── PROVIDED RECORDS

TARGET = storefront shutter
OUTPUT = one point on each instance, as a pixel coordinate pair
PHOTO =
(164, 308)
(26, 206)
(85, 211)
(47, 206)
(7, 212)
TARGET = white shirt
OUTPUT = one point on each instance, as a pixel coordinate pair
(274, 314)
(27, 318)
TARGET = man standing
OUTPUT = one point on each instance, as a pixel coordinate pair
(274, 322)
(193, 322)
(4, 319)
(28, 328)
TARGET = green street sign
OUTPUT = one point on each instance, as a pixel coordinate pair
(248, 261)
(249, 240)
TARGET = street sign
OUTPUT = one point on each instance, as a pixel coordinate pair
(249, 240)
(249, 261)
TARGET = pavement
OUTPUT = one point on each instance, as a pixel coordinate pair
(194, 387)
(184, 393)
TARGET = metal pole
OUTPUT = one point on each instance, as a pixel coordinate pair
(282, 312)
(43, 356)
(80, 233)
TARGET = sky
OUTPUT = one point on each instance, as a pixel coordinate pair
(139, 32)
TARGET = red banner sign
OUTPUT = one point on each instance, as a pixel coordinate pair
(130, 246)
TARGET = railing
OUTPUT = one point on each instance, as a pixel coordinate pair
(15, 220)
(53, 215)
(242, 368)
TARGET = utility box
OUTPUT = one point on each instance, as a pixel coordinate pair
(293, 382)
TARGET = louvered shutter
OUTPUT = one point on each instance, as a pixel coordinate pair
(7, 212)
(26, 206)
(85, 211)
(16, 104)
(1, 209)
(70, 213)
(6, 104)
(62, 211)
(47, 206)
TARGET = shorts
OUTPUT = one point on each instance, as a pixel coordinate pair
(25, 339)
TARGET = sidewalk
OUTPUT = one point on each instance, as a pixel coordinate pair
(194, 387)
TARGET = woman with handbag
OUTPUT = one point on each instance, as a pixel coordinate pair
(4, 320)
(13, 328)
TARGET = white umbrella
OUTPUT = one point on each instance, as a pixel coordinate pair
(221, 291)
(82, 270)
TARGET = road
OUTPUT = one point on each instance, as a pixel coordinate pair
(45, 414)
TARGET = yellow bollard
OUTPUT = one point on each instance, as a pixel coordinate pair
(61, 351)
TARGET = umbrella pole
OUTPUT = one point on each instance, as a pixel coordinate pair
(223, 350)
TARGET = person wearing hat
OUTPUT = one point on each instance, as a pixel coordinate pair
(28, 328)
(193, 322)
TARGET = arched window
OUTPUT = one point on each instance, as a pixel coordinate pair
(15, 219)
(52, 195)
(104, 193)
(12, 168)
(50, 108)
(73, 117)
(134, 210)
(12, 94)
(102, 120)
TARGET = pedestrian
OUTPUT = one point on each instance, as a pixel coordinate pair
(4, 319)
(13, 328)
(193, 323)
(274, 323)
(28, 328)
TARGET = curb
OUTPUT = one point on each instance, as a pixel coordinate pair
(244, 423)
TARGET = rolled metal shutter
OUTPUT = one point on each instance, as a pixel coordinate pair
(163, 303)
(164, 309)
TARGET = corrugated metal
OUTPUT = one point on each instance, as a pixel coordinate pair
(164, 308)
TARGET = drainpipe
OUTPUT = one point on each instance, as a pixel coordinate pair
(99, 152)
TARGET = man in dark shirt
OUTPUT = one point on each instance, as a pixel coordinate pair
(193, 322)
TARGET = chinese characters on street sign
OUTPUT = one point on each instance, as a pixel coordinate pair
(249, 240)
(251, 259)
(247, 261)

────

WHAT YOU WILL DO: Can you update the entries above so that every "one point on each instance" reads "a single point per instance", leaving everything else unchanged?

WORKED SOLUTION:
TARGET = storefront shutter
OUTPUT = a single point per instance, as a pixel coordinate pair
PHOTO =
(164, 308)
(26, 206)
(85, 211)
(47, 206)
(7, 212)
TARGET = white shirt
OUTPUT = a single point per instance, as a pixel coordinate pair
(274, 314)
(27, 318)
TARGET = man standing
OUTPUT = a single point per instance, as a pixel coordinate pair
(274, 322)
(193, 322)
(4, 319)
(28, 328)
TARGET = green street sign
OUTPUT = a single point per instance, as a pixel coordinate pair
(248, 261)
(249, 240)
TARGET = street sign
OUTPUT = a single point per instance, as a pixel coordinate pair
(249, 240)
(249, 261)
TARGET = pavement
OUTPUT = a single point per instance, as a pixel coordinate pair
(194, 387)
(184, 393)
TARGET = metal pole
OUTPUT = a single point per instance, as a pixel coordinate pair
(282, 312)
(43, 356)
(80, 233)
TARGET = sky
OUTPUT = a single point per instance, as a pixel coordinate pair
(139, 32)
TARGET = red banner sign
OUTPUT = a single point per instance, as a pixel coordinate pair
(130, 246)
TARGET = railing
OUTPUT = a single point per instance, as a pixel coordinate pair
(15, 220)
(53, 215)
(242, 368)
TARGET = utility box
OUTPUT = a single point per instance, as a pixel coordinate pair
(293, 382)
TARGET = louvered shutter
OUTPUT = a single point per instance, as a pixel coordinate pair
(7, 212)
(26, 206)
(85, 211)
(16, 104)
(1, 209)
(70, 213)
(6, 104)
(62, 211)
(47, 206)
TARGET = shorts
OUTPUT = a single point per instance, as a pixel coordinate pair
(25, 339)
TARGET = sidewalk
OUTPUT = a single point per instance, as a pixel coordinate pair
(194, 387)
TARGET = woman with handbag
OUTPUT = a single point per instance, as a pixel coordinate pair
(4, 320)
(13, 328)
TARGET = white umbrella
OUTPUT = a single point per instance, as a pixel coordinate pair
(221, 291)
(82, 270)
TARGET = road
OUTPUT = a single point per instance, as a pixel coordinate pair
(45, 414)
TARGET = yellow bollard
OUTPUT = a single point per instance, as a pixel coordinate pair
(61, 351)
TARGET = umbrella pole
OUTPUT = a single point per instance, as a pixel coordinate pair
(223, 350)
TARGET = person wearing hat
OUTPUT = a single point per instance, as a pixel coordinate pair
(28, 328)
(193, 322)
TARGET = arched window
OUTPUT = a single point per instance, as a pixel coordinate pair
(15, 219)
(52, 195)
(104, 193)
(12, 168)
(50, 108)
(73, 117)
(134, 210)
(12, 94)
(102, 120)
TARGET = pedestrian
OUTPUT = a single point per instance, as a pixel coordinate pair
(4, 319)
(13, 328)
(193, 323)
(274, 323)
(28, 328)
TARGET = curb
OUTPUT = a single point per instance, as a pixel coordinate pair
(244, 423)
TARGET = rolled metal shutter
OUTPUT = a single point per instance, as a pixel coordinate pair
(163, 303)
(164, 309)
TARGET = corrugated metal
OUTPUT = a single point per instance, as a pixel coordinate pair
(164, 308)
TARGET = drainpipe
OUTPUT = a single point per instance, as a pixel coordinate pair
(99, 152)
TARGET = man in dark shirt
OUTPUT = a single point per instance, as a pixel coordinate pair
(193, 322)
TARGET = chinese characters on street sign
OUTPUT = a single point per instance, as a pixel coordinate pair
(249, 240)
(251, 259)
(247, 261)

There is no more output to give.